課題の説明:
次の行を一つ残らず、一字も変えずにそのまま複製すること。

領域ラベル付けの記録:
▶

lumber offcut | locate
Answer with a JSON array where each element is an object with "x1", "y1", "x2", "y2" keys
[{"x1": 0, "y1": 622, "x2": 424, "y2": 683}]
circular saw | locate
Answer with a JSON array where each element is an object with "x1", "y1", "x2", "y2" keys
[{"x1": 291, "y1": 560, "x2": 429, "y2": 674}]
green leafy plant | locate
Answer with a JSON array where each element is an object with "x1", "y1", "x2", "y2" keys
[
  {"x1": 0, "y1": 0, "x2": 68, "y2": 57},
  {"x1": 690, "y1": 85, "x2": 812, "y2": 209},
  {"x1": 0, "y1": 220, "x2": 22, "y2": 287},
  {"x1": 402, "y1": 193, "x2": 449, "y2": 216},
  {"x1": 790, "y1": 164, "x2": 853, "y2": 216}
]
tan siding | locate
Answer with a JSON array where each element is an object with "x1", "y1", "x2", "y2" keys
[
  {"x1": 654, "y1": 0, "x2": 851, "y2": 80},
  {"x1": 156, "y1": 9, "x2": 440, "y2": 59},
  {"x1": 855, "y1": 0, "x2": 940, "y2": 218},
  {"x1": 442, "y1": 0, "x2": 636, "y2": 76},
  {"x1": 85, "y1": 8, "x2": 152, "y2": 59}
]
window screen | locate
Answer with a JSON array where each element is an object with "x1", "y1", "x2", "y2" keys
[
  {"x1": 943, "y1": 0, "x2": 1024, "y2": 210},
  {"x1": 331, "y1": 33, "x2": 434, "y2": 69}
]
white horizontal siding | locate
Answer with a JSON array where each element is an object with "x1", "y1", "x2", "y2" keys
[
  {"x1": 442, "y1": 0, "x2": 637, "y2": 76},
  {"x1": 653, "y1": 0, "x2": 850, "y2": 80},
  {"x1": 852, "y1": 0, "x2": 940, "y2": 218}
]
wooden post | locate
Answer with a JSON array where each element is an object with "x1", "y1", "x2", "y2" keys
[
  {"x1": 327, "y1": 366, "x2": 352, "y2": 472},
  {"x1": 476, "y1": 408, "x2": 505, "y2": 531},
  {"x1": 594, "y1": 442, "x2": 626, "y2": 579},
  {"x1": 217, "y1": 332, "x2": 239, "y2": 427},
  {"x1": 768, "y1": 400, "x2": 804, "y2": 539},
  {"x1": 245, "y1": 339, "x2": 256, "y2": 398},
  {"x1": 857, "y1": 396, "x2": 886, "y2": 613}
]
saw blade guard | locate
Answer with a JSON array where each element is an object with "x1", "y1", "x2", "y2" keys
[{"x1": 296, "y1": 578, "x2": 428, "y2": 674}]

◀

この課題の結果:
lumber offcut | locate
Answer with a JSON array where each element is an object with "x1", "y1", "x2", "y2" keys
[{"x1": 0, "y1": 622, "x2": 424, "y2": 683}]
circular saw | locate
Answer with a JSON array where each element is an object with "x1", "y1", "x2", "y2" keys
[{"x1": 291, "y1": 560, "x2": 429, "y2": 674}]
green leafy plant | locate
Answer with a JSON array where each element is an object with "x1", "y1", "x2", "y2" keys
[
  {"x1": 0, "y1": 0, "x2": 68, "y2": 57},
  {"x1": 690, "y1": 85, "x2": 812, "y2": 209},
  {"x1": 0, "y1": 220, "x2": 22, "y2": 287},
  {"x1": 402, "y1": 193, "x2": 449, "y2": 216},
  {"x1": 790, "y1": 164, "x2": 853, "y2": 216}
]
tan siding | locate
Answer with a JSON array where each element is an object with "x1", "y1", "x2", "y2" keys
[
  {"x1": 654, "y1": 0, "x2": 851, "y2": 80},
  {"x1": 156, "y1": 9, "x2": 440, "y2": 59},
  {"x1": 855, "y1": 0, "x2": 940, "y2": 218},
  {"x1": 442, "y1": 0, "x2": 636, "y2": 76},
  {"x1": 85, "y1": 8, "x2": 152, "y2": 59}
]
window screen | locate
Answer with a JSON array where each element is an object with "x1", "y1", "x2", "y2" keys
[
  {"x1": 943, "y1": 0, "x2": 1024, "y2": 210},
  {"x1": 331, "y1": 33, "x2": 434, "y2": 69}
]
white horizontal siding | locate
Answer with a JSON array where each element is an object with "x1", "y1", "x2", "y2" keys
[
  {"x1": 442, "y1": 0, "x2": 637, "y2": 76},
  {"x1": 653, "y1": 0, "x2": 850, "y2": 80},
  {"x1": 852, "y1": 0, "x2": 940, "y2": 218}
]
wooden post | locate
Answer with a JSON array where each element is an object with "x1", "y1", "x2", "y2" keys
[
  {"x1": 327, "y1": 366, "x2": 352, "y2": 472},
  {"x1": 476, "y1": 408, "x2": 505, "y2": 531},
  {"x1": 594, "y1": 442, "x2": 626, "y2": 579},
  {"x1": 217, "y1": 332, "x2": 239, "y2": 427},
  {"x1": 768, "y1": 400, "x2": 804, "y2": 539},
  {"x1": 245, "y1": 339, "x2": 256, "y2": 398},
  {"x1": 857, "y1": 396, "x2": 886, "y2": 613}
]
saw blade guard | locate
Answer with a JSON array where each element is an object with "x1", "y1", "x2", "y2" keys
[{"x1": 296, "y1": 578, "x2": 428, "y2": 674}]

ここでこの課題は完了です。